> _TEXT PROVIDED_
§

Learning Compact 3D Representations from Feed-Forward Novel View Synthesis¶
Conference: CVPR 2026
Paper: CVF Open Access
Code: https://cvlab-kaist.github.io/C3G (Project Page)
Area: 3D Vision
Keywords: 3D Gaussian Splatting, feed-forward reconstruction, compact representation, learnable queries, feature lifting
TL;DR¶
C3G utilizes a small set of learnable query tokens to "discover and decode" approximately 2K compact 3D Gaussians placed at key spatial locations from unposed multi-view images using self-attention. Compared to pixel-wise methods, it maintains comparable novel view synthesis quality with ~65× fewer Gaussians. It further reuses emergent attention maps from the query decoder to lift arbitrary 2D features to 3D without additional training, significantly enhancing tasks like 3D open-vocabulary segmentation while reducing memory consumption and increasing rendering speed.
Background & Motivation¶
Background: Recent mainstream feed-forward 3D reconstruction from unposed sparse multi-views relies on feed-forward 3D Gaussian Splatting (3DGS), where networks directly predict one (or more) Gaussians per pixel, followed by a 2D→3D feature lifting stage for scene understanding.
Limitations of Prior Work: Pixel-wise prediction suffers from two major drawbacks. First, it generates significant redundancy and cross-view misaligned Gaussians—often exceeding millions in multi-view or high-resolution settings, leading to artifacts and memory explosions. Second, it incurs immense computational overhead for semantic understanding—attaching rich semantic features to such a vast number of Gaussians is prohibitively expensive, forcing previous works to compress semantics into low-dimensional embeddings via autoencoders, which causes information loss and suboptimal scene understanding.
Key Challenge: The authors pose a fundamental question: Do reconstruction and understanding truly require "pixel-aligned" dense Gaussians? When humans perceive environment, they do not maintain a pixel-level mental reconstruction of every surface but rather form compact, semantically meaningful abstractions (key objects, spatial relations, overall structure). The pixel-wise paradigm uniformly allocates "representation capacity" to every pixel, contradicting this "allocation-on-demand" intuition.
Goal: To learn a compact representation that places Gaussians only at necessary spatial locations under feed-forward, unposed conditions without ground truth (GT) depth or decomposition labels, thereby saving memory and supporting lossless feature lifting.
Key Insight: Drawing from "selective attention" in human visual cognition, the model uses a small set of learnable query tokens to "discover" regions worth representing, rather than enforcing a rigid one-pixel-one-Gaussian mapping. Each token learns to aggregate relevant information across views to form a coherent 3D Gaussian.
Core Idea: Replace "pixel-wise regression" with "learnable query tokens + global self-attention" to generate compact global Gaussians. Then, reuse the emergent attention maps from the query decoder directly as feature aggregation weights, eliminating expensive back-projection and additional multi-view alignment modules.

§

> _DATA ENTRIES_
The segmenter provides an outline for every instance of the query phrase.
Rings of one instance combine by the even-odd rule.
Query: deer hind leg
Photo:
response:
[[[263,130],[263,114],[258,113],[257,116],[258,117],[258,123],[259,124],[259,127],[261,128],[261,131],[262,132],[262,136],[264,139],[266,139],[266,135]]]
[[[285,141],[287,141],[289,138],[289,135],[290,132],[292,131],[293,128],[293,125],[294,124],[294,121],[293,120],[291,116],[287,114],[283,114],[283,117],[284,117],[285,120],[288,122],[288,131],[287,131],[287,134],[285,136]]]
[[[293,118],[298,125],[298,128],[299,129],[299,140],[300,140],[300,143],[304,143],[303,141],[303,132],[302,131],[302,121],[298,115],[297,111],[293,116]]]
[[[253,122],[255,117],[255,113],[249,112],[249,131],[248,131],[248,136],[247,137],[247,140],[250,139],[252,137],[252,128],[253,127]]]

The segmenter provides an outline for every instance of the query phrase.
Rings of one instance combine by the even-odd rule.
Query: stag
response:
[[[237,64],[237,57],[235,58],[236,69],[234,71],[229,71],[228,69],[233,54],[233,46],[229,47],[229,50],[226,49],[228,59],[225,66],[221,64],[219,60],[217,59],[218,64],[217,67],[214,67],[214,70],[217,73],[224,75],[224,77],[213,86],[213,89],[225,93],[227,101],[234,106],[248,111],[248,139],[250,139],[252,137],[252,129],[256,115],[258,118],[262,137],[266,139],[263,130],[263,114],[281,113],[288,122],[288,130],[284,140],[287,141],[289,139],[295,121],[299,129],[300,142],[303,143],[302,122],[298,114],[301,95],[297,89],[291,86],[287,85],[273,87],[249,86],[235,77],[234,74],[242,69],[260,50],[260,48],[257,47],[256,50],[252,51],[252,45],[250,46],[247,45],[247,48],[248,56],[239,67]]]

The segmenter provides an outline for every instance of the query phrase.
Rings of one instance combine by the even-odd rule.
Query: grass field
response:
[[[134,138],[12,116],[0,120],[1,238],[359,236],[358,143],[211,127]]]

§

> _PROBLEM SET_
1) List the keywords given in the C3G paper summary.
2) Write out the part of the C3G paper summary that opens with the words containing "Learning Compact 3D" and closes with "https://cvlab-kaist.github.io/C3G (Project Page)".
The data has no connection to the C3G paper summary.

> _SOLVED PROBLEMS_
1) 3D Gaussian Splatting, feed-forward reconstruction, compact representation, learnable queries, feature lifting

2)
Learning Compact 3D Representations from Feed-Forward Novel View Synthesis¶
Conference: CVPR 2026
Paper: CVF Open Access
Code: https://cvlab-kaist.github.io/C3G (Project Page)